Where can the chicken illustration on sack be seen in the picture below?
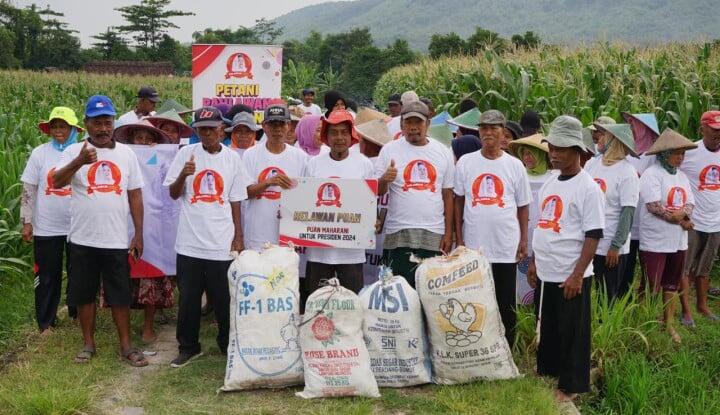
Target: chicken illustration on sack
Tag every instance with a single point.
(463, 318)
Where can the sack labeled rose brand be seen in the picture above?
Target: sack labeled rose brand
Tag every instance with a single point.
(264, 351)
(467, 337)
(394, 332)
(334, 356)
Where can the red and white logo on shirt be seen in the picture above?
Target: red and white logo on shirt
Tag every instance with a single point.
(552, 208)
(328, 194)
(104, 176)
(710, 178)
(677, 197)
(601, 183)
(488, 190)
(269, 173)
(419, 175)
(208, 186)
(51, 190)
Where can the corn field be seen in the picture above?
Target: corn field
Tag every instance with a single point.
(677, 82)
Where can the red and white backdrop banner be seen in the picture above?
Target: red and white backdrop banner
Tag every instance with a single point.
(237, 74)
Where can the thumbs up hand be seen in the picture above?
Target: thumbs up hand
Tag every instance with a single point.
(189, 167)
(390, 173)
(87, 155)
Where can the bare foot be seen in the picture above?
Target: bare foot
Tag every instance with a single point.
(561, 396)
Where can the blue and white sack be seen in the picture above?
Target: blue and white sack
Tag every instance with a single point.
(264, 351)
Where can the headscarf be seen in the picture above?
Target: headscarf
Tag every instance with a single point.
(614, 151)
(305, 133)
(662, 158)
(72, 139)
(464, 145)
(540, 160)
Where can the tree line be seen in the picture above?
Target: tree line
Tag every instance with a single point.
(34, 38)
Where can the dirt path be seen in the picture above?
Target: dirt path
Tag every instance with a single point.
(122, 391)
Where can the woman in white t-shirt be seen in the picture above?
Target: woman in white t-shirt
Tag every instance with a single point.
(619, 182)
(666, 200)
(533, 153)
(45, 214)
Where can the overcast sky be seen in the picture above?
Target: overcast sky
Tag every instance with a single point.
(90, 17)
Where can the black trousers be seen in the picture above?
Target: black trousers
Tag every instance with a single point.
(609, 279)
(628, 274)
(565, 336)
(505, 278)
(350, 276)
(48, 254)
(194, 276)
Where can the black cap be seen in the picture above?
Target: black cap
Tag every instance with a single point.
(150, 93)
(277, 113)
(394, 99)
(207, 117)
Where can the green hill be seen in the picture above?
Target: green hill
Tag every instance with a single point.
(567, 21)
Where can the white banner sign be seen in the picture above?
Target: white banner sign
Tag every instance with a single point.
(237, 74)
(329, 213)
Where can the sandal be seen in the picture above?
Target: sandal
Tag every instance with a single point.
(134, 358)
(85, 355)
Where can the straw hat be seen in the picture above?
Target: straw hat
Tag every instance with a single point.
(670, 140)
(623, 132)
(535, 140)
(122, 134)
(173, 117)
(60, 113)
(366, 114)
(375, 131)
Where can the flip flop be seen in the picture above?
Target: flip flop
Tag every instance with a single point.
(134, 358)
(85, 355)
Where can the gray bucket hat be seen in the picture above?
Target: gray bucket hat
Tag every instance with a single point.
(243, 118)
(565, 132)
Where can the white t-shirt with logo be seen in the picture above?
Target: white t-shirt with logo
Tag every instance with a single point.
(702, 168)
(493, 190)
(416, 194)
(313, 109)
(568, 209)
(99, 205)
(672, 191)
(51, 215)
(355, 166)
(262, 224)
(621, 187)
(640, 164)
(205, 227)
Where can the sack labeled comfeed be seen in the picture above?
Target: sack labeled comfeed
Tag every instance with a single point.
(335, 359)
(394, 332)
(264, 351)
(467, 337)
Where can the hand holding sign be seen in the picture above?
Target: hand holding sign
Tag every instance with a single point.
(189, 168)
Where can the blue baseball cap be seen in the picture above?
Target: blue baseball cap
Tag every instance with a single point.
(98, 105)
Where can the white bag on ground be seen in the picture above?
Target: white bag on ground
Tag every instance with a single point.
(264, 304)
(394, 332)
(467, 337)
(335, 359)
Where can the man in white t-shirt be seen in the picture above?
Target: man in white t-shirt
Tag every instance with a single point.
(702, 167)
(45, 214)
(419, 175)
(270, 167)
(308, 105)
(568, 231)
(147, 99)
(209, 179)
(492, 199)
(98, 232)
(338, 132)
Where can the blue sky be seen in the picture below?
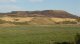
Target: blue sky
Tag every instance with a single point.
(72, 6)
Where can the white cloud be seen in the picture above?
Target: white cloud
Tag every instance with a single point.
(36, 1)
(7, 0)
(11, 8)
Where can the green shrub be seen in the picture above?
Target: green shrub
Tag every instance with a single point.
(2, 21)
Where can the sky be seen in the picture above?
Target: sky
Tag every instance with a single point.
(71, 6)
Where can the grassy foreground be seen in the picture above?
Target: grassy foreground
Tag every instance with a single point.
(38, 34)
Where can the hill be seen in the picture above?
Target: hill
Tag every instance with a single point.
(44, 13)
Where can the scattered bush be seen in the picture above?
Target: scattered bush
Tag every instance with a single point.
(20, 23)
(2, 21)
(69, 22)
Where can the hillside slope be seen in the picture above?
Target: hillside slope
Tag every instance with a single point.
(44, 13)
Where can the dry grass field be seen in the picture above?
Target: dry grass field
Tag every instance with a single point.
(38, 34)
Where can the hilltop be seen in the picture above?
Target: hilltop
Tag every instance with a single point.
(44, 13)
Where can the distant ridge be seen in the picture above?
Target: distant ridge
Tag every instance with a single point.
(44, 13)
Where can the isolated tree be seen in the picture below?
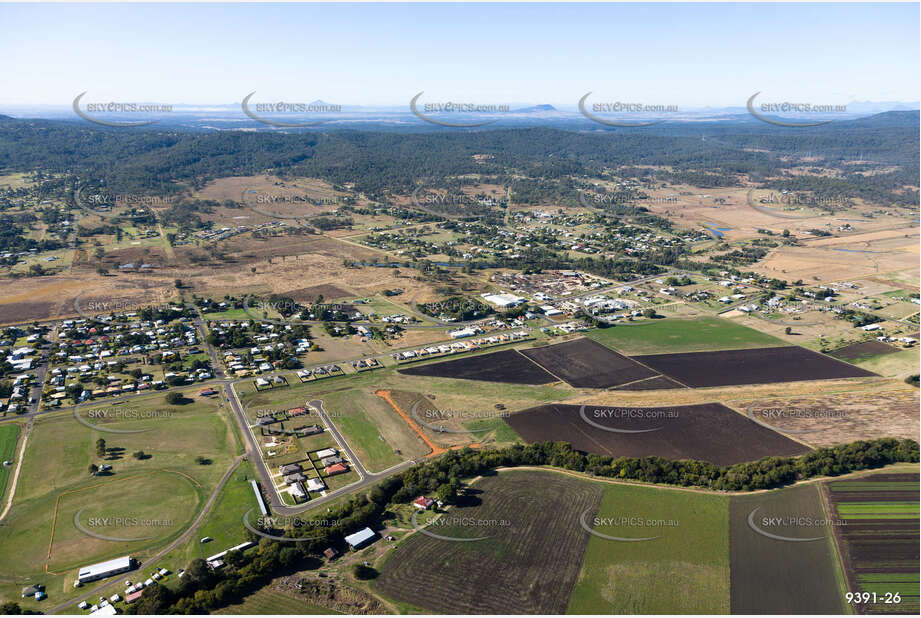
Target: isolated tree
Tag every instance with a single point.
(363, 572)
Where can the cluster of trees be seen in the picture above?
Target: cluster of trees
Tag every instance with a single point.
(155, 161)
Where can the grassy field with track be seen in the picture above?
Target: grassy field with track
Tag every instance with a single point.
(671, 335)
(682, 569)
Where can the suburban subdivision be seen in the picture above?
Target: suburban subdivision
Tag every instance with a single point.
(398, 361)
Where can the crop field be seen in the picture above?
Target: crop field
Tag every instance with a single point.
(682, 569)
(755, 366)
(879, 544)
(514, 569)
(708, 432)
(9, 436)
(796, 570)
(679, 335)
(583, 363)
(508, 366)
(843, 417)
(656, 383)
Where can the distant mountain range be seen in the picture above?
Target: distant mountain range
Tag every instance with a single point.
(228, 116)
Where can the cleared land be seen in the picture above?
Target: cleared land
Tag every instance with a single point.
(371, 427)
(677, 335)
(862, 351)
(515, 570)
(657, 383)
(583, 363)
(508, 366)
(843, 417)
(9, 435)
(684, 570)
(167, 485)
(755, 366)
(879, 543)
(708, 432)
(775, 576)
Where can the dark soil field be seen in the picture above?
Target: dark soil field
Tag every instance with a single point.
(584, 363)
(708, 432)
(528, 566)
(758, 366)
(862, 351)
(507, 366)
(776, 576)
(879, 544)
(657, 383)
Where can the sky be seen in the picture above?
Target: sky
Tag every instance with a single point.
(690, 55)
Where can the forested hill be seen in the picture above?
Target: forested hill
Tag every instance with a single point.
(151, 160)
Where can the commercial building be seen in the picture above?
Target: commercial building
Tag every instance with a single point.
(105, 569)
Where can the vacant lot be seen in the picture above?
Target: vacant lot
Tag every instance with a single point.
(683, 570)
(508, 366)
(862, 351)
(778, 576)
(756, 366)
(843, 417)
(328, 292)
(674, 335)
(879, 544)
(378, 434)
(528, 563)
(583, 363)
(9, 435)
(708, 432)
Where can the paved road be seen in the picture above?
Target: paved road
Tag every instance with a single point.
(69, 606)
(268, 482)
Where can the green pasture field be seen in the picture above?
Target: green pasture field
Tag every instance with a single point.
(684, 569)
(679, 335)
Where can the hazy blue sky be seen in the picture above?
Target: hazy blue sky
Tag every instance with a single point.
(687, 55)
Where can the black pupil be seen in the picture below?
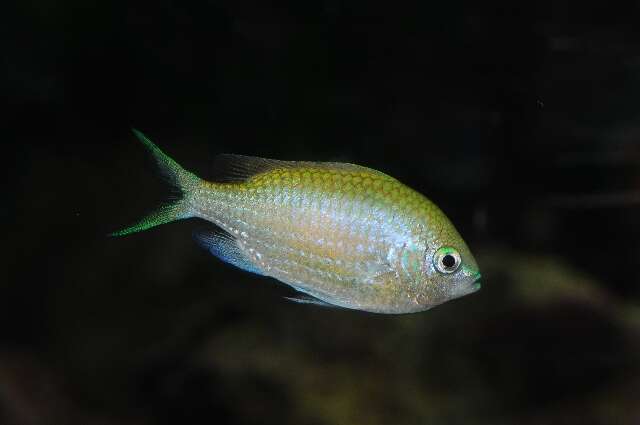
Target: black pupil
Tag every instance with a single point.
(449, 261)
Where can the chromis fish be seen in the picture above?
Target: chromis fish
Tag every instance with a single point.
(341, 234)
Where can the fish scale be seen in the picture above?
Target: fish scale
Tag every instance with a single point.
(344, 234)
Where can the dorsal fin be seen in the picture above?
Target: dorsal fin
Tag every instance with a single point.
(230, 168)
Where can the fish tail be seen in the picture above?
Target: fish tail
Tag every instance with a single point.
(180, 179)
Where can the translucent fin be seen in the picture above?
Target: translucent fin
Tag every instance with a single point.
(225, 247)
(239, 168)
(180, 179)
(308, 299)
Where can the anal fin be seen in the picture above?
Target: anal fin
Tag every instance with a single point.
(308, 299)
(225, 247)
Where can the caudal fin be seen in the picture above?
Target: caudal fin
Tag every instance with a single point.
(179, 178)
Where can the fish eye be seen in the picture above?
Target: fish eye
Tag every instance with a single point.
(447, 260)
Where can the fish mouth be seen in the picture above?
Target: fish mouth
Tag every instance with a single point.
(476, 284)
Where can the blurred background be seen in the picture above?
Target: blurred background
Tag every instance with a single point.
(520, 120)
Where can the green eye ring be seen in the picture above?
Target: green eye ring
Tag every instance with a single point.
(447, 260)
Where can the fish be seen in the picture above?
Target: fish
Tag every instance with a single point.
(340, 234)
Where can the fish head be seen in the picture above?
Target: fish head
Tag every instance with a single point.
(449, 269)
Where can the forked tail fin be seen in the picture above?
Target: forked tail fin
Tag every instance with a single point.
(179, 178)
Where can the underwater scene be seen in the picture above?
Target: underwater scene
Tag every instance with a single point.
(332, 212)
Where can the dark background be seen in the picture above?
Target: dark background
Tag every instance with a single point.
(521, 120)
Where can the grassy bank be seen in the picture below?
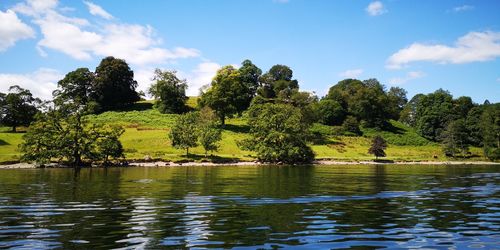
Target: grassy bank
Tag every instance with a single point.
(146, 136)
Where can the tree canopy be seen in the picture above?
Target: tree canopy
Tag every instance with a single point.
(169, 92)
(278, 134)
(18, 107)
(114, 85)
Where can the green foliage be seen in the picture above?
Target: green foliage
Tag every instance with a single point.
(278, 134)
(368, 101)
(378, 147)
(227, 94)
(455, 139)
(76, 87)
(433, 112)
(114, 85)
(490, 127)
(331, 112)
(249, 75)
(183, 133)
(208, 131)
(59, 134)
(277, 80)
(18, 107)
(169, 92)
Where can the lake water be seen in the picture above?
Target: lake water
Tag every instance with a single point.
(448, 207)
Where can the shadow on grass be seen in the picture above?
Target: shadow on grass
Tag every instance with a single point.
(210, 158)
(393, 129)
(138, 106)
(237, 128)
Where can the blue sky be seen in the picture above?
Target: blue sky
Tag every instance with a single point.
(418, 45)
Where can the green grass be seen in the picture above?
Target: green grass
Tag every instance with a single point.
(146, 136)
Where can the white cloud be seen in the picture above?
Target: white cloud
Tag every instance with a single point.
(12, 29)
(97, 10)
(375, 8)
(463, 8)
(473, 47)
(412, 75)
(41, 83)
(82, 40)
(351, 73)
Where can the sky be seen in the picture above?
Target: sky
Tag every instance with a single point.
(420, 46)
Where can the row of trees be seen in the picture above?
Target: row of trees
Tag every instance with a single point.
(456, 123)
(279, 114)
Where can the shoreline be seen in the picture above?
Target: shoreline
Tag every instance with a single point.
(255, 163)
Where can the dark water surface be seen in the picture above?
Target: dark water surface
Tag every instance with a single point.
(448, 207)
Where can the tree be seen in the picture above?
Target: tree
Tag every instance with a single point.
(249, 75)
(433, 113)
(227, 94)
(77, 88)
(114, 85)
(490, 127)
(277, 79)
(368, 101)
(169, 92)
(184, 134)
(455, 139)
(18, 107)
(209, 133)
(278, 134)
(378, 146)
(63, 133)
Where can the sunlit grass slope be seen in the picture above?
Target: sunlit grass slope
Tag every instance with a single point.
(146, 136)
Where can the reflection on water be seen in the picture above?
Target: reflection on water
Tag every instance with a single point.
(454, 207)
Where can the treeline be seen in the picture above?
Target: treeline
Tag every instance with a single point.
(279, 114)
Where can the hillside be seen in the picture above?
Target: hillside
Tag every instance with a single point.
(146, 133)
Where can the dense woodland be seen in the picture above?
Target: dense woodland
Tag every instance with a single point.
(279, 114)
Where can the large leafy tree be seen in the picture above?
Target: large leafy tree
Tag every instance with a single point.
(227, 94)
(278, 134)
(114, 85)
(249, 75)
(64, 134)
(367, 100)
(169, 92)
(77, 87)
(456, 138)
(433, 113)
(184, 132)
(490, 127)
(378, 147)
(278, 79)
(18, 107)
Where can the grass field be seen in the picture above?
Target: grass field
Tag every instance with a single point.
(146, 136)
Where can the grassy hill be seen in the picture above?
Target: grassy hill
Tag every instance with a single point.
(146, 135)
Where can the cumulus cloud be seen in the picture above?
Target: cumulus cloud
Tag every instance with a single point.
(412, 75)
(41, 83)
(82, 40)
(12, 29)
(351, 73)
(462, 8)
(375, 8)
(473, 47)
(97, 10)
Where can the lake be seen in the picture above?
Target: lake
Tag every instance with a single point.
(252, 207)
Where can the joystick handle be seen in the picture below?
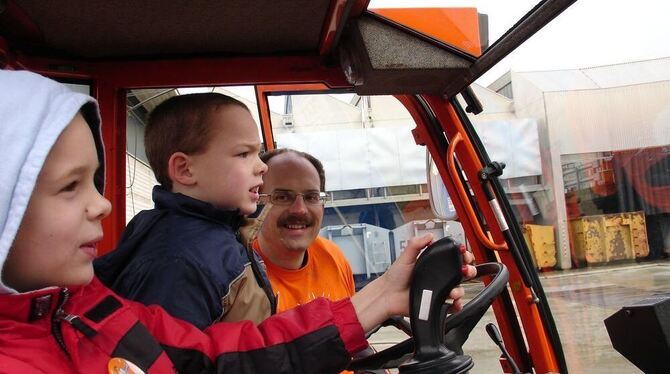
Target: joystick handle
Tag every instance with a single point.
(436, 273)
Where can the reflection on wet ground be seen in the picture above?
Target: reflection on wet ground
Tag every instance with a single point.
(580, 300)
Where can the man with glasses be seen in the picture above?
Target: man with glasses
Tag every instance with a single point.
(301, 265)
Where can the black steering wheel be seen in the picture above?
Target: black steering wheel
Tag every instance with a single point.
(436, 345)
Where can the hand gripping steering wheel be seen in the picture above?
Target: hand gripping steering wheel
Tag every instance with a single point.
(436, 345)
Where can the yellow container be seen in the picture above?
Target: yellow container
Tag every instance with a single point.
(609, 237)
(542, 244)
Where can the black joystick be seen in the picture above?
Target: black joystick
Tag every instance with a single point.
(436, 273)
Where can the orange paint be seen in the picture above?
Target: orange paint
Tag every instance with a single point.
(458, 27)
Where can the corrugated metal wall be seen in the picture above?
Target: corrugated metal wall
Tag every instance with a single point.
(139, 183)
(609, 119)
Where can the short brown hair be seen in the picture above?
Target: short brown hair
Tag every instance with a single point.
(266, 156)
(181, 124)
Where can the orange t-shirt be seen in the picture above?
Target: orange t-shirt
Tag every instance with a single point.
(326, 274)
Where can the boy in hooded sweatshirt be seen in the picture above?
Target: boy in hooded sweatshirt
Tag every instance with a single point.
(56, 317)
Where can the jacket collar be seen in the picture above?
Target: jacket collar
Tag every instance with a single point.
(165, 199)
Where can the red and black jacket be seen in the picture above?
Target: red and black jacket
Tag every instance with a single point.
(81, 329)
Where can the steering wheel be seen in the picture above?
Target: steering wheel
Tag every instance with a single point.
(436, 345)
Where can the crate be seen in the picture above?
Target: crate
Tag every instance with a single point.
(438, 227)
(366, 247)
(609, 237)
(541, 243)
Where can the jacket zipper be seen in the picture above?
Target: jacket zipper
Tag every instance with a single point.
(57, 317)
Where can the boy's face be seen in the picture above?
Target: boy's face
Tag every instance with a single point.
(56, 242)
(229, 173)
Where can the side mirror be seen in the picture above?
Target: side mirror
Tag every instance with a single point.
(440, 202)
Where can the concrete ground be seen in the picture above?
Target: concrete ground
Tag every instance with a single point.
(580, 300)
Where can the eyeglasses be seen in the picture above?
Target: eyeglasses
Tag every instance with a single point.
(287, 197)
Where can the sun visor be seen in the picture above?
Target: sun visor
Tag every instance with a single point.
(381, 58)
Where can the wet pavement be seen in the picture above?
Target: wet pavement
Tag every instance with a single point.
(580, 300)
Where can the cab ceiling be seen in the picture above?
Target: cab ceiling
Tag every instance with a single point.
(96, 29)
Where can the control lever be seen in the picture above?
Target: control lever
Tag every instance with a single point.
(436, 273)
(494, 334)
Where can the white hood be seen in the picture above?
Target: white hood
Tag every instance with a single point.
(33, 112)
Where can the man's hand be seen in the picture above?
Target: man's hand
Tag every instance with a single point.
(388, 295)
(251, 226)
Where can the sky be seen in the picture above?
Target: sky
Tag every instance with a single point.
(589, 33)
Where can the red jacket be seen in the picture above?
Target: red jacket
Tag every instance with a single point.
(79, 330)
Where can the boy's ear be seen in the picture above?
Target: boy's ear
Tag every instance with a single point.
(179, 169)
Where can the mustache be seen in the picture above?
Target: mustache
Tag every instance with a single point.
(295, 219)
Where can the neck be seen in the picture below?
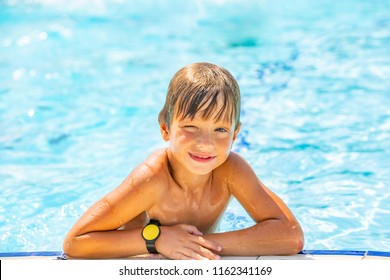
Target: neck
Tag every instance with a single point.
(187, 180)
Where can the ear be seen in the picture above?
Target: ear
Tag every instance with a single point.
(164, 130)
(236, 132)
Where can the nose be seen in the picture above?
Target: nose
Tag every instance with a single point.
(204, 140)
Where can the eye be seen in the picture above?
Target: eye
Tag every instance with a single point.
(190, 128)
(221, 129)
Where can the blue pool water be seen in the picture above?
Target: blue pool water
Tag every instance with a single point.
(82, 82)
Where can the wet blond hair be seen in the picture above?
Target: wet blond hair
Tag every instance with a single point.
(196, 85)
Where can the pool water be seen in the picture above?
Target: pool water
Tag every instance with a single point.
(82, 82)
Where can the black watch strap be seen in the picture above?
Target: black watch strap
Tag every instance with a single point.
(150, 244)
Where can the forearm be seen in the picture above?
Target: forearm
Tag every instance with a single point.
(106, 244)
(270, 237)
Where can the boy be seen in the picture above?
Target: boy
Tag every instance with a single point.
(172, 202)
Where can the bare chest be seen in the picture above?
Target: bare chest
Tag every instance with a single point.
(202, 210)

__________

Work to complete: Starting at the line that contains "Where can the nose", output each remaining line of the listing, the last line included, exactly as it appears.

Answer for the task:
Where can the nose be seen in the picture above?
Target: nose
Tag every instance with a single point.
(204, 140)
Where can the eye be seen in the picture above?
Target: eye
Tag every instance with a single point.
(190, 128)
(221, 129)
Where can the blue pool water be seen in the picture above?
Target: blue pool water
Tag every instance with a single point.
(82, 82)
Where can the wet blond hair be seen in the picture above?
Target: wet blond hair
Tag every instance with a single point.
(196, 85)
Where can the pool water be seen in the picture above?
Target: pool water
Tag every instance with a single point.
(82, 82)
Where can the black watch strap be seen in the picture above?
Target: black watch strap
Tag every instance with a single point.
(150, 244)
Where can the forearm be seen in the picture above?
Target: forearm
Tag every instance with a single point.
(106, 244)
(270, 237)
Where can the boy be seen in the picture above?
Target: boy
Tag every instance with a single point.
(172, 202)
Where can the bare chest be seen in the picture above?
Target: bare chest
Tag every instance with a single point.
(202, 210)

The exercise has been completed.